### DOCUMENT EXCERPT
_ _ _ _ _ _ _

First, a tiny bit of quantitative morphological data you can find in just about any comparative anatomy text:
|mammal||number of vertebrae|
The number of thoracic vertebrae varies quite a bit, from 9 in a species
of whale to 25 in sloths. The numbers of lumbar, sacral, and more caudal vertebrae also show considerable variation. At the same time, there is a surprising amount of invariance in the number of cervical vertebrae in mammals — as every schoolkid knows, even giraffes have exactly the same number of vertebrae in their necks as we do. What makes this particularly striking is that other vertebrates have much more freedom in their number of cervical vertebrae; swans can have 22-25. I was idly wondering why mammals were so limited, and stumbled onto a couple of papers that addressed exactly that question (Galis & Metz, 2003; Galis, 1999). Galis’s explanation is that it is a developmental constraint that may have something to do with the incidence of cancer.

_ _ _ _ _ _ _

### EXCERPTED DATA
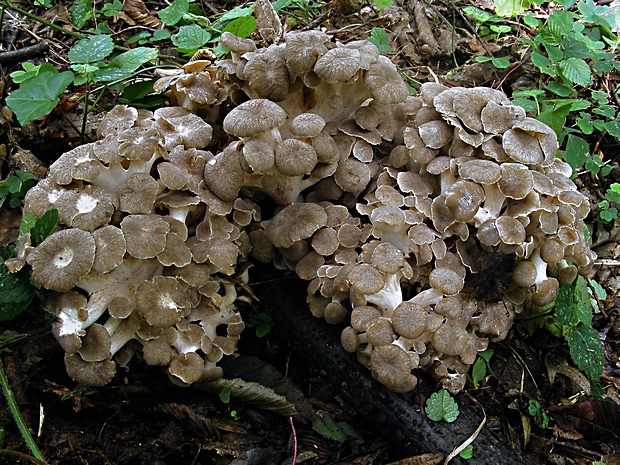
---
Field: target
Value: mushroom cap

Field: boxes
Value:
[26,229,95,292]
[364,55,409,105]
[134,276,190,328]
[243,52,290,102]
[370,344,416,392]
[92,225,127,273]
[78,323,112,362]
[224,99,287,137]
[204,144,245,202]
[265,203,327,248]
[168,352,205,386]
[118,173,159,215]
[428,267,464,295]
[392,301,428,339]
[314,47,361,83]
[65,353,116,386]
[220,31,256,54]
[284,31,329,74]
[121,214,170,259]
[288,113,325,137]
[275,139,318,176]
[348,263,385,295]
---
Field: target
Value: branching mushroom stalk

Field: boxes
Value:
[11,31,595,392]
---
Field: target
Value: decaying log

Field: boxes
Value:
[253,275,531,465]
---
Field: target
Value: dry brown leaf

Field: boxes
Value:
[123,0,161,29]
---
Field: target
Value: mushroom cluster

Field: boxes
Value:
[15,31,594,392]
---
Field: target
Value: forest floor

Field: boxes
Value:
[0,0,620,465]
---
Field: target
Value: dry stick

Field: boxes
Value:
[288,417,297,465]
[0,359,45,463]
[254,269,530,465]
[0,42,50,64]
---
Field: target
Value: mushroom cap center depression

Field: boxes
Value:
[52,247,73,269]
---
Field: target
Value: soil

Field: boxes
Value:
[0,0,620,465]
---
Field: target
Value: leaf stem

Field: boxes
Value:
[0,359,45,464]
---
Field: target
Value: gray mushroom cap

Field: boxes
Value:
[265,203,327,248]
[224,99,286,137]
[26,229,95,292]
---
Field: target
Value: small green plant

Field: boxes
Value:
[471,349,495,389]
[367,27,393,53]
[0,170,36,208]
[548,276,607,382]
[527,399,549,429]
[424,389,459,423]
[0,209,58,321]
[459,444,474,460]
[527,399,549,429]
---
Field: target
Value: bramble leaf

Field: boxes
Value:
[424,389,459,423]
[67,34,114,63]
[6,71,73,126]
[222,16,256,38]
[157,0,189,26]
[172,24,211,53]
[559,58,592,87]
[564,134,590,170]
[95,47,157,82]
[566,324,604,380]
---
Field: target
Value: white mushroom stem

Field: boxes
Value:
[529,248,549,286]
[110,312,140,356]
[92,150,161,192]
[366,272,403,318]
[473,184,506,228]
[409,287,444,307]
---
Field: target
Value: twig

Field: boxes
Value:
[443,395,487,465]
[0,42,50,63]
[288,417,297,465]
[0,449,48,465]
[0,359,45,463]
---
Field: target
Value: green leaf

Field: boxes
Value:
[530,52,556,76]
[222,16,256,38]
[172,24,211,53]
[605,120,620,139]
[566,323,604,380]
[101,0,123,18]
[71,0,93,29]
[218,6,254,23]
[547,81,573,96]
[536,103,572,137]
[271,0,293,12]
[564,134,590,170]
[151,29,170,42]
[471,357,487,389]
[6,71,73,126]
[459,444,474,460]
[559,58,592,87]
[491,57,510,69]
[312,413,347,442]
[19,211,37,237]
[157,0,189,26]
[463,6,503,24]
[30,208,58,247]
[95,47,157,82]
[373,0,394,10]
[424,389,459,423]
[494,0,524,17]
[122,79,157,102]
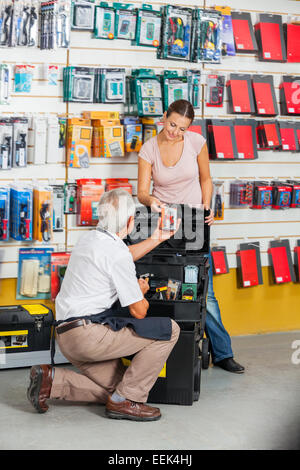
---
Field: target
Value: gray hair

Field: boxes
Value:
[97,188,135,233]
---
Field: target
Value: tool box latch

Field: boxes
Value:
[34,316,44,333]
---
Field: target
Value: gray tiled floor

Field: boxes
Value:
[0,331,300,450]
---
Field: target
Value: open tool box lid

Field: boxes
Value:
[124,204,209,256]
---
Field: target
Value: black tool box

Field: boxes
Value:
[0,304,54,354]
[125,204,209,405]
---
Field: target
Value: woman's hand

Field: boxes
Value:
[204,205,215,225]
[151,218,181,242]
[150,196,165,212]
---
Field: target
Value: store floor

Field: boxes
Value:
[0,331,300,450]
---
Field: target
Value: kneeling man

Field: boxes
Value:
[27,189,180,421]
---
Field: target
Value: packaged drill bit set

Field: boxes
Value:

_ _ _ _ _ _ _

### EXERCISE TASKS
**A.** According to the passage on mammal vertebrae, how many cervical vertebrae can swans have?
**B.** Say whether each statement agrees with the passage on mammal vertebrae, answering yes or no and quoting the words that decide it: (i) Sloths have 25 thoracic vertebrae. (ii) The number of lumbar vertebrae varies little among mammals. (iii) Galis explains the limit on mammalian cervical vertebrae as a developmental constraint.
None of the data above is needed here.

### SOLUTIONS PER TASK
**A.** Swans can have 22 to 25 cervical vertebrae.

**B.**
(i) Yes: "from 9 in a species of whale to 25 in sloths."
(ii) No: "The numbers of lumbar, sacral, and more caudal vertebrae also show considerable variation."
(iii) Yes: "Galis’s explanation is that it is a developmental constraint that may have something to do with the incidence of cancer."